--- begin INPUT DATA ---
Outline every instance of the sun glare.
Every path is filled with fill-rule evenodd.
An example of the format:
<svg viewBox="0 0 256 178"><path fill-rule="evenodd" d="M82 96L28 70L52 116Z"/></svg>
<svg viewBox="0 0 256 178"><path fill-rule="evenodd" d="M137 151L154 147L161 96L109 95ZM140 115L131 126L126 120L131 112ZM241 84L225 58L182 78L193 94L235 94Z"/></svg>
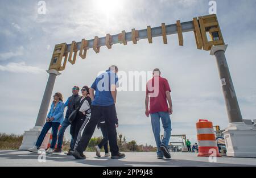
--- end INPUT DATA ---
### TASK TO COMPLETE
Rewrite the lines of the records above as a JSON list of strings, one string per line, omitting blank lines and leaving the pictures out of the answer.

### CORRECT RESULT
[
  "Outline every instance of the sun glare.",
  "Every path is filled with fill-rule evenodd.",
  "An example of the format:",
  "<svg viewBox=\"0 0 256 178\"><path fill-rule=\"evenodd\" d=\"M82 96L28 70L52 116Z\"/></svg>",
  "<svg viewBox=\"0 0 256 178\"><path fill-rule=\"evenodd\" d=\"M137 151L154 147L161 96L109 95ZM140 115L131 126L126 120L131 112ZM241 84L225 58L182 78L193 94L235 94Z\"/></svg>"
]